[Exercise prompt]: Please return the full listing below without altering anything.

## begin Data entries

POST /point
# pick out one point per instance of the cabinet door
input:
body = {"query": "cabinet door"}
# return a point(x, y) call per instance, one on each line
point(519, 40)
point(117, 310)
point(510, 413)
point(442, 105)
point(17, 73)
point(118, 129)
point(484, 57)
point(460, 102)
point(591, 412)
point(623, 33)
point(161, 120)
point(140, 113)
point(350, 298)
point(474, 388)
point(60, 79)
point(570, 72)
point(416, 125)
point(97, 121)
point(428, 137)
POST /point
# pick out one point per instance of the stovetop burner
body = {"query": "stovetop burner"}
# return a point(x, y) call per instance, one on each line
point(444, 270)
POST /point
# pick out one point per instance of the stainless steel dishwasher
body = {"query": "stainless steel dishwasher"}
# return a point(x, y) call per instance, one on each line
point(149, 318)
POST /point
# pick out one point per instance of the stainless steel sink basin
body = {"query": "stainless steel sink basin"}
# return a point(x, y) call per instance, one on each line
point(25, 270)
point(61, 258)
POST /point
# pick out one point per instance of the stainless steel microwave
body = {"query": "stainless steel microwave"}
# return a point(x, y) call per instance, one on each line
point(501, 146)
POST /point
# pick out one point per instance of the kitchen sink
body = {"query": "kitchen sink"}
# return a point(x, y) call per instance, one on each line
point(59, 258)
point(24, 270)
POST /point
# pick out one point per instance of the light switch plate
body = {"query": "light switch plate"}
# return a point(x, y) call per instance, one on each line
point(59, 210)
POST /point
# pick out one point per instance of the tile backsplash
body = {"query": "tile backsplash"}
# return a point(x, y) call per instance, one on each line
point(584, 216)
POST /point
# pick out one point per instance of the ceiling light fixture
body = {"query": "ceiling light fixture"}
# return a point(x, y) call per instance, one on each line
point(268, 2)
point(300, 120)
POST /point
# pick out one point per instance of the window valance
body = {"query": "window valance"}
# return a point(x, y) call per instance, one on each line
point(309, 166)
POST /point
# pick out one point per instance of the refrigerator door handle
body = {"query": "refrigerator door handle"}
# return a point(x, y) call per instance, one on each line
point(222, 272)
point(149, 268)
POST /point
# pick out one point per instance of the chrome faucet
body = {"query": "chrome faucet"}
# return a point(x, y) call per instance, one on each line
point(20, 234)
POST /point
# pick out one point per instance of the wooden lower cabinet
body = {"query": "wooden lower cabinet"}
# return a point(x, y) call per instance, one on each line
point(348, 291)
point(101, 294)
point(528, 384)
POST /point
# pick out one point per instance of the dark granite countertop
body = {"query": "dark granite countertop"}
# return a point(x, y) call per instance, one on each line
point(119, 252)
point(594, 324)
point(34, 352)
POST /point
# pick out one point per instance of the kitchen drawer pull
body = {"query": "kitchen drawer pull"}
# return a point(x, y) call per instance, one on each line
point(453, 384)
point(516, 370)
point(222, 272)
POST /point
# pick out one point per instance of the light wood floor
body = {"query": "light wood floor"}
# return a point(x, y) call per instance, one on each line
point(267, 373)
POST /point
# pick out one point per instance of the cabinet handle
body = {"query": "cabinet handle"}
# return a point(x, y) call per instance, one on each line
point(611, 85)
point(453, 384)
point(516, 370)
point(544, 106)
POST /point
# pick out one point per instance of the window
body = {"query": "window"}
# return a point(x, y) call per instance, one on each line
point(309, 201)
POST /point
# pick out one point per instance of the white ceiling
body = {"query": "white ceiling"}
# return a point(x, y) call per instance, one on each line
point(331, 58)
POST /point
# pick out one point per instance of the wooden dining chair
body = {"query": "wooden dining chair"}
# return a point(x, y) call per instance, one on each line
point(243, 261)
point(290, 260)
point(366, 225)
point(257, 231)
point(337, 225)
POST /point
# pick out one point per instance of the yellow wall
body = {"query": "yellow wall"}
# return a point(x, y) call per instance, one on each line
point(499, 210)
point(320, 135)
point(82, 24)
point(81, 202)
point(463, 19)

## end Data entries

[Worked solution]:
POST /point
# pick out one point per instance of the cabinet door
input:
body = {"query": "cabinet door"}
# return a point(x, y) call per instance, one on each line
point(519, 40)
point(117, 310)
point(510, 413)
point(442, 105)
point(17, 73)
point(118, 129)
point(484, 57)
point(460, 102)
point(591, 412)
point(623, 33)
point(161, 120)
point(140, 113)
point(350, 298)
point(474, 388)
point(60, 79)
point(570, 72)
point(416, 125)
point(97, 121)
point(428, 137)
POST /point
# pick out one point per instance of the stovetop burner
body = {"query": "stovetop burner"}
# return a point(x, y) call per instance, one on each line
point(444, 270)
POST /point
# pick out one point per instance of the stainless steel dishwasher
body = {"query": "stainless steel dishwasher"}
# return a point(x, y) call per instance, one on each line
point(149, 318)
POST /point
# pick out one point per instance of the stainless steel sink basin
body = {"query": "stainless steel sink basin"}
# return a point(x, y) call per instance, one on each line
point(25, 270)
point(61, 258)
POST /point
# pick out one point per instance of the stainless steel microwave
body = {"query": "stainless steel microwave"}
# return a point(x, y) call per instance, one on each line
point(501, 146)
POST /point
# pick out one point per instance of the kitchen sink
body = {"query": "kitchen sink"}
# return a point(x, y) call per instance, one on each line
point(59, 258)
point(24, 270)
POST /point
# pick out one point per instance of the light switch plate
body = {"query": "light switch plate"}
# return a point(x, y) call per instance, one on each line
point(59, 210)
POST /point
# pick out one point per instance of the tile backsplash
body = {"query": "tile backsplash"}
# return a point(x, y) call per instance, one on each line
point(584, 216)
POST /point
# pick out one point per instance of the ceiling light fixture
body = {"query": "ceiling light fixture"}
# return a point(x, y) call per instance, one on each line
point(268, 2)
point(300, 120)
POST /point
# pick out one point per instance of the window valance
body = {"query": "window valance"}
# return a point(x, y) call per instance, one on each line
point(309, 166)
POST /point
# pick out one point per instance of the refrigerator door handle
body = {"query": "refrigerator door handle"}
# return a point(x, y) call per instance, one on each line
point(222, 272)
point(149, 268)
POST /point
# pick out one point per instance of the chrome faucet
body = {"query": "chrome faucet"}
# return a point(x, y) call per instance, one on each line
point(20, 234)
POST /point
# pick out one point per instance of the wooden lower cabinet
body = {"query": "wooden lower cabinet"}
# return a point(x, y) call per instance, one on each line
point(348, 291)
point(101, 294)
point(528, 384)
POST /point
# pick out one point per instance of the dark granite countertop
body = {"query": "dark granite countertop"}
# return a point(x, y) call per instance, one on each line
point(119, 252)
point(594, 324)
point(34, 352)
POST /point
# pick out one point per instance of the kitchen drawer pull
body = {"query": "kitchen drawer pull"}
# return a point(x, y) call per instance, one on each line
point(453, 384)
point(516, 370)
point(222, 272)
POST /point
# pick out one point per instance of the light wood floor
body = {"query": "light wood floor"}
# return a point(x, y) call per instance, one on each line
point(267, 373)
POST /point
# pick out one point per instance of the cabinet handle
body = {"query": "cabinet handle"}
# return a point(x, y) call per instance, one on each line
point(611, 85)
point(453, 384)
point(516, 370)
point(544, 106)
POST /point
# pick out one point per instance of the window
body = {"query": "window"}
# return a point(x, y) call per instance, one on each line
point(309, 201)
POST /point
# pick out one point per instance of the white ceiling
body = {"query": "white ceiling"}
# return a point(x, y) call per instance, one on each line
point(331, 58)
POST /point
# pick out one point per instance of the wooden dining chair
body = {"query": "wooden dining chair"}
# return a point(x, y) call per instance, one on each line
point(243, 261)
point(290, 260)
point(366, 225)
point(257, 231)
point(337, 225)
POST /point
# pick out one point per instance of the yellow wall
body = {"query": "yellow wall"}
# return a point(x, y) call per instance, one on each line
point(499, 210)
point(320, 135)
point(82, 24)
point(81, 202)
point(463, 19)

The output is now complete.